◆ Quoted passage:

──────────────────────────────

Imagine you've been enjoying your backyard picnic table and chairs for the past 10 years when suddenly, for no apparent reason, you are served notice from a government agency that you will be fined $6,000 a day unless you remove them.

Or, imagine you would like to add a stone walkway to your garden. You begin to research the procedure and costs, only to learn that a lengthy application will be required, with multiple hearings before a state commission. You find yourself embroiled in a Kafkaesque legal battle costing tens of thousands of dollars. Finally, after years of struggle the government demands, as a condition for approving your little walkway, that you "donate" a portion of your land to the state.

Do these sound like nightmarish stories out of some totalitarian regime?

Shockingly, they are normal, everyday incidents for property owners across the nation.

In California, for example, a state agency called the California Coastal Commission routinely tramples the property rights of coastal landowners. People residing within five miles inland of California's 1,100 miles of coastline are subject to the commission's power to approve or deny improvements involving "any solid structure" on their property. This can include adding a room to a home, planting trees, adding a fence or garden walkway and, yes, in one current Orange County case, a picnic table and chairs.

Established in 1976, the California Coastal Commission's mandate is to "preserve, protect . . . and restore the resources of the coastal zone for the enjoyment of the current and succeeding generations." The Commission operates on the premise that the roughly 1.5 million acres under its jurisdiction are a "priceless natural heritage of all the people," ignoring the fact that the "priceless heritage" of California's coastline is abutted by private homes and businesses whose owners paid dearly for their property.

──────────────────────────────

◆ Direction 1: What year was the California Coastal Commission established, according to the text on coastal property rights?

──────────────────────────────

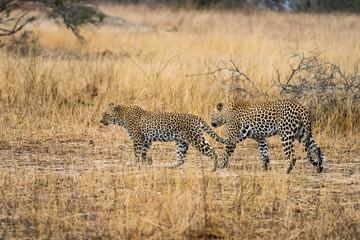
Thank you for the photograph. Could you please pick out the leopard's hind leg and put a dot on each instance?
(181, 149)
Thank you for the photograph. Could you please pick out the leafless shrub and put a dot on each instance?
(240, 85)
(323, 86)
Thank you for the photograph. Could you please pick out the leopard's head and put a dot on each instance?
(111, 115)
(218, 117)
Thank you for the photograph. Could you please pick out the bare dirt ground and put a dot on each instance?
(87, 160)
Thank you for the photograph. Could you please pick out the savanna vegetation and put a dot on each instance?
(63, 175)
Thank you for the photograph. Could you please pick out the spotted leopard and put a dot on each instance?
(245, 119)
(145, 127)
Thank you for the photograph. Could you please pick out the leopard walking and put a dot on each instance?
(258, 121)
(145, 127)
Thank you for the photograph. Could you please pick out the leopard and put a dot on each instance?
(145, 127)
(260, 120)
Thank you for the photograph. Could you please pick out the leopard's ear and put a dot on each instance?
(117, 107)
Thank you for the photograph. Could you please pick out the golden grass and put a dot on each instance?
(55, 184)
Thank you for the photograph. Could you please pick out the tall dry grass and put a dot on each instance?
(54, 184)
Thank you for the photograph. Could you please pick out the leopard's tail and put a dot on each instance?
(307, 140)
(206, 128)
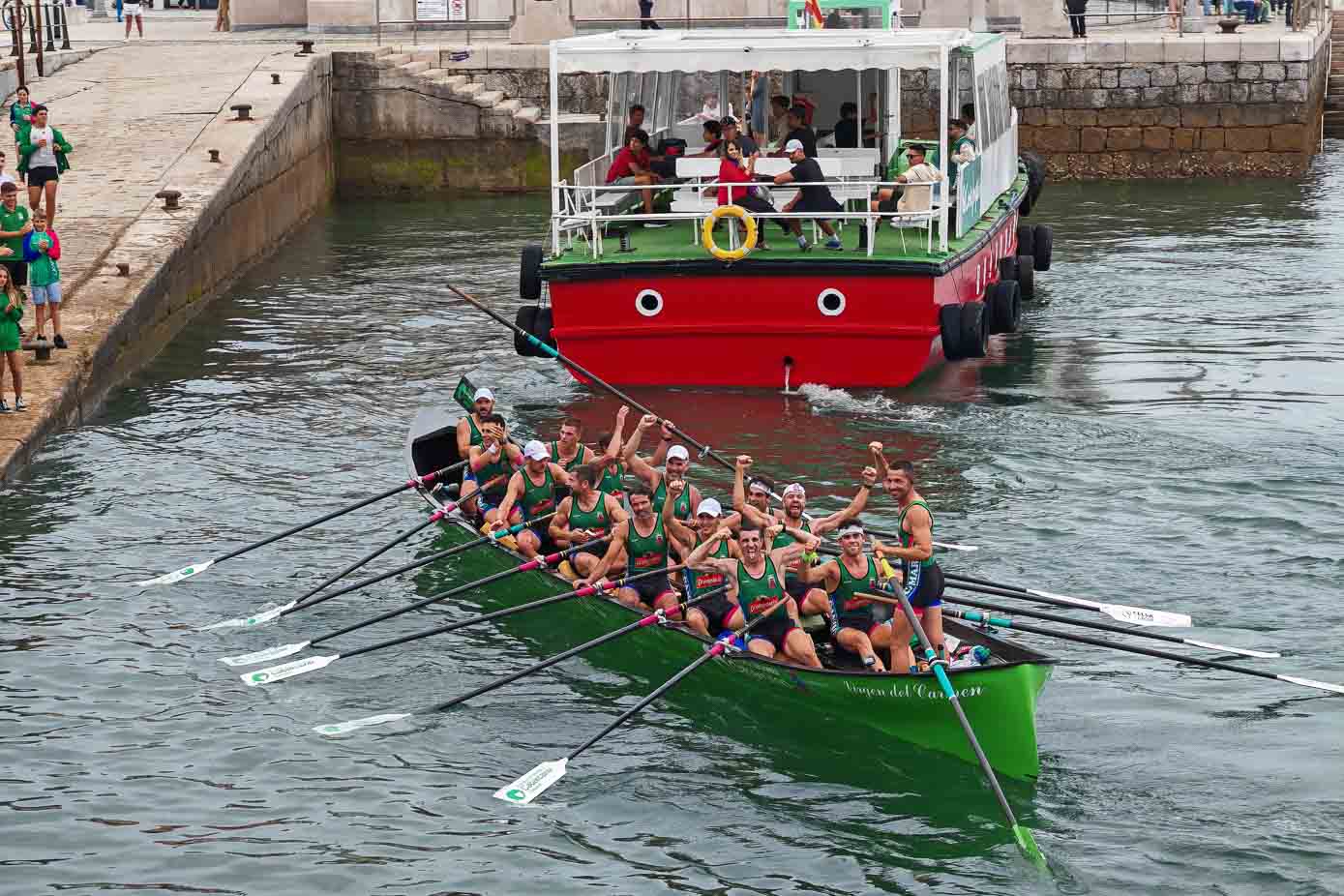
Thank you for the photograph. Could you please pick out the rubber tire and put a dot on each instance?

──────────────────────────────

◆ Direction 2: In the records, from the line holding "ground and put a dot on each instance?" through the end of the records, inclusive, replace "leopard" with "cheetah" and change nothing else. Give only those lines, and leave out the pictures.

◆ Task response 1: 1976

◆ Task response 2:
Thank you for the photograph. Could you please pick out the bare dirt ground and put a dot on each instance?
(87, 160)
Thank you for the photograph. Could you please pick out the savanna vegetation and put a dot on each instance?
(63, 175)
Thank you for the photograph. Could you please pick out the spotted cheetah and put a dot on each instance?
(245, 119)
(145, 127)
Thank you for the photograph. Could you please pick out the cheetah walking and put a dot on each instance?
(258, 121)
(145, 127)
Thank you for the photograph. Could you please pick out the cheetah and put a dot on each instance?
(145, 127)
(260, 120)
Thank you for the photograph. Could you please pick out the cheetah's ear and put a dot on each instance?
(117, 107)
Thank you for the photograph. Could you please pick out the golden grass and put a dot on each instance?
(55, 184)
Thank you for the photograph. Could you please pick out the tall dry grass and put a dot on each instance?
(54, 184)
Thank you for the photograph. Could you please pick out the cheetah's tail and put a dot on each instance?
(307, 140)
(206, 128)
Thank you for the photograph. Could you please pick out the rubber tire and put a dot on each instance?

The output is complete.